■ TEXT EXCERPT:
So instead of protein powder with all the other nutrients stripped out, think about how you can get more protein-rich foods. Fish is a GREAT option, so you're already on the right track there. Chicken and turkey are good options, too. Eggs are good; if cholesterol and/or saturated fats are a problem for you, try one egg mixed with two egg whites, or an egg product like Eggbeaters (check the label to find a brand that's just eggs, vitamin E [it'll probably be called "tocopherol,"] and vegetable coloring.) Try new dairy products like Greek-style yogurt (maybe made into a dip for your veggie or fruit snacks). All of these things give you large amounts of minerals that you don't normally think about, like phosphorus, for example.
If you really, really want a powder to "hide" in smoothies and baked goods and such, try nonfat dry instant milk. It's the same idea as whey powder, but it has all the calcium, other minerals, and B vitamins you get from milk.
The other advantage of food over powder is that you won't be hiding calories along with the protein. People tend to think of protein powder as a supplement rather than a food, but it has a lot of calories. It's easy to "forget" those calories and think you haven't eaten very much. When you're still overweight and still working on teaching yourself to be satisfied with smaller amounts of food, "hidden food" can be counterproductive.

■ EXERCISE DATA:

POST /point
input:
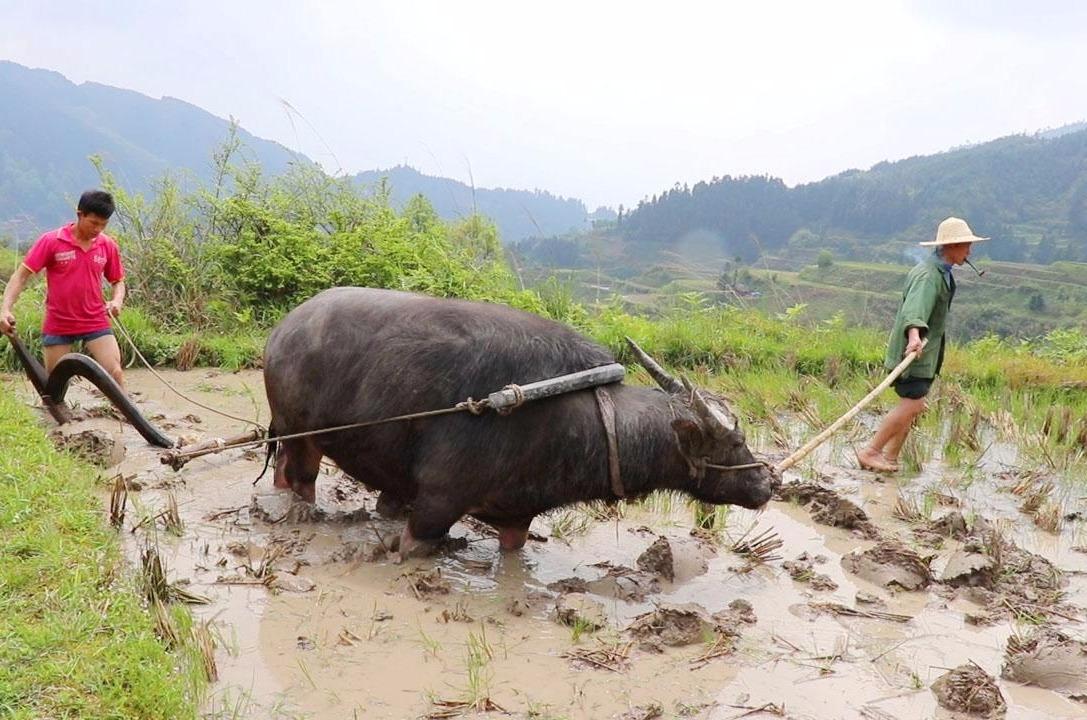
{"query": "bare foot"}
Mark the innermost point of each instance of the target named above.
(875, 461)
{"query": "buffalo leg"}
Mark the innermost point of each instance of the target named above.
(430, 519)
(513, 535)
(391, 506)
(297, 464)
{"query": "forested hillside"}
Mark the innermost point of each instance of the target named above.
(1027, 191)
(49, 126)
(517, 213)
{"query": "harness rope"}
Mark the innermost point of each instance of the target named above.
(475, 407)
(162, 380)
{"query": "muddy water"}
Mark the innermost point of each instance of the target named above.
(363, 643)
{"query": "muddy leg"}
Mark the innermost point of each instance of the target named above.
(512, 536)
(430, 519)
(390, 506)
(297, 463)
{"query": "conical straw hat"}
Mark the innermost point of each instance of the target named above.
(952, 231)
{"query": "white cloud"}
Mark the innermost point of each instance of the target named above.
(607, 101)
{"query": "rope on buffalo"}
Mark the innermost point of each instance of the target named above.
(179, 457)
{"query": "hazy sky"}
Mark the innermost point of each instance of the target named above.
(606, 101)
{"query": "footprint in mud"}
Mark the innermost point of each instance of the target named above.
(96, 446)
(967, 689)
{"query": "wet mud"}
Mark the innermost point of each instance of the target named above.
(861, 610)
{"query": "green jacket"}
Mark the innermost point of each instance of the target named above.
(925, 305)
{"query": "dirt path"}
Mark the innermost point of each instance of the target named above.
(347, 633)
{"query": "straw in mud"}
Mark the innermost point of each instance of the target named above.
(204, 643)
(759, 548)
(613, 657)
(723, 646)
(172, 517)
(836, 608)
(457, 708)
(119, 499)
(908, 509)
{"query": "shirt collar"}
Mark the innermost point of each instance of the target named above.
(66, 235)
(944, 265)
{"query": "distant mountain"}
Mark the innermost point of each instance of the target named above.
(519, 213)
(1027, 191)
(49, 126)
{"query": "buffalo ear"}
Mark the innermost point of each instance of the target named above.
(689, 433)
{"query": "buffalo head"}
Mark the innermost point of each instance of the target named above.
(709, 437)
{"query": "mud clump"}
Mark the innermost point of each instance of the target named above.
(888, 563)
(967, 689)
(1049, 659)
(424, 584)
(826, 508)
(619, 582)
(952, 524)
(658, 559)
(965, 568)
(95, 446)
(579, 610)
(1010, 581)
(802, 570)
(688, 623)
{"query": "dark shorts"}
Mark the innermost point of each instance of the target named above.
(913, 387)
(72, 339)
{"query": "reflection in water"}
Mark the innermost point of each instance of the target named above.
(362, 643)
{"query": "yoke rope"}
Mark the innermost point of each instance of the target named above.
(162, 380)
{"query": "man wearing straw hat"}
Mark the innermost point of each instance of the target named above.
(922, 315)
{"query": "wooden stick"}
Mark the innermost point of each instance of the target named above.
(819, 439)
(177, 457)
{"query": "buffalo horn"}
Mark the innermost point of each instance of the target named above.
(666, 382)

* * *

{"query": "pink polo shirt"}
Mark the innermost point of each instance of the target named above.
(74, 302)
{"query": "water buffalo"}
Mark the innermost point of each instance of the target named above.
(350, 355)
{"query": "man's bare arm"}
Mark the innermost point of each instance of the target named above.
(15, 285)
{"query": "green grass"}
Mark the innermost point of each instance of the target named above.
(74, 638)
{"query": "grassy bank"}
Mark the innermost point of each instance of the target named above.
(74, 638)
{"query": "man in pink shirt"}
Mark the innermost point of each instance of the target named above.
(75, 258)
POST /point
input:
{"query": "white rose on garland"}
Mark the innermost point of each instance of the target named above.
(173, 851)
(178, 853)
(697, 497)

■ EXERCISE REQUIREMENTS:
- a) In the text about protein, what powder does it suggest for "hiding" in smoothies and baked goods?
- b) In the text about protein, rewrite the paragraph beginning "The other advantage of food over powder" as a short bulleted list.

■ ANSWER SECTION:
- a) Nonfat dry instant milk.

- b)
- Food, unlike powder, doesn't hide calories along with the protein.
- People tend to think of protein powder as a supplement, not a food, but it has a lot of calories.
- Those calories are easy to "forget," so you may think you haven't eaten much.
- For someone still overweight and learning to be satisfied with smaller amounts, "hidden food" can be counterproductive.